*GOAL 1*
In the scan engine text, which architecture is described as 64-bit ARM (ARMv8+)?

*EXTRACTED TEXT*
· · · · · · ·
8. Incremental Scan Engine
Compares current scan results against previous snapshots.
class ChangeType(Enum):
ADDED = "added"
REMOVED = "removed"
MODIFIED = "modified"
@dataclass
class ResourceChange:
resource_id: str
resource_type: str
resource_name: str
change_type: ChangeType
changed_attributes: Optional[dict] = None # For MODIFIED, old->new values
@dataclass
class ChangeSummary:
added_count: int
removed_count: int
modified_count: int
changes: list[ResourceChange]
class IncrementalScanEngine:
def compare(self, current: ScanResult, previous: ScanResult) -> ChangeSummary:
"""Compare two scan results and classify changes."""
...
def store_snapshot(self, result: ScanResult, profile_hash: str) -> None:
"""Persist scan result for future comparison."""
...
def load_previous(self, profile_hash: str) -> Optional[ScanResult]:
"""Load most recent previous scan for this profile."""
...
Data Models
Platform Type Differentiation
Each provider type maps to a platform category that determines discovery patterns:
| Platform Category | Providers | Resource Model | Discovery Pattern |
|---|---|---|---|
| Container Orchestration | Docker Swarm, Kubernetes | Services, deployments, pods, volumes, networks, configs | Docker/K8s API listing of workloads, services, and cluster resources |
| Storage Appliance | Synology Disk Station | Volumes, shares, pools, replication tasks, users | Synology DSM API for storage pools, shared folders, packages |
| HCI | SUSE Harvester | VMs, volumes, images, networks (combines hypervisor + storage) | Harvester/K8s-based API for VM and storage resources |
| Bare Metal | Physical servers (Linux) | Hardware inventory, IPMI/BMC configs, network interfaces, RAID | IPMI/Redfish API for hardware discovery, network config |
| Windows | Standalone Windows machines | Services, scheduled tasks, IIS sites, network config, software, features, Hyper-V VMs | WinRM/WMI queries via pywinrm for system configuration discovery |
CPU Architecture Model
Architecture is tracked at the host/node level and inherited by resources running on that host:
| Architecture | Description | Common Platforms |
|---|---|---|
| AMD64 | x86-64 / Intel 64 | Dell PowerEdge servers (Harvester nodes), Windows machines |
| ARM | 32-bit ARM | Older embedded devices, some Synology NAS models |
| AArch64 | 64-bit ARM (ARMv8+) | Raspberry Pi cluster nodes (K8s/Docker Swarm), some Synology models |
Scan Profile Configuration (YAML)
· · · · · · ·
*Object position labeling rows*

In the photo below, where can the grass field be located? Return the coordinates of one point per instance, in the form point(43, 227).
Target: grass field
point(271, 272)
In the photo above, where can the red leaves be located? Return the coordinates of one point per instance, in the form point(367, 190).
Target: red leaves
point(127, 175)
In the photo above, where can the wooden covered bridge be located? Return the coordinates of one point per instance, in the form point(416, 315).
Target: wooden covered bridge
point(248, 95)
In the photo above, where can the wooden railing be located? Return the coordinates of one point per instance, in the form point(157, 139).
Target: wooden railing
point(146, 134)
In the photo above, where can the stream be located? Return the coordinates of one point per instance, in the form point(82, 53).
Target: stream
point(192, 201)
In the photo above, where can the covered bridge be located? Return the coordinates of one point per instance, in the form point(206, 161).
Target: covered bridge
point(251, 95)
· · · · · · ·
*GOAL 2*
Output the rows exactly as they appear, starting at the first line of the rows and ending at the line that contains "point(127, 175)".

*FINAL RESULT 1*
AArch64

*FINAL RESULT 2*
In the photo below, where can the grass field be located? Return the coordinates of one point per instance, in the form point(43, 227).
Target: grass field
point(271, 272)
In the photo above, where can the red leaves be located? Return the coordinates of one point per instance, in the form point(367, 190).
Target: red leaves
point(127, 175)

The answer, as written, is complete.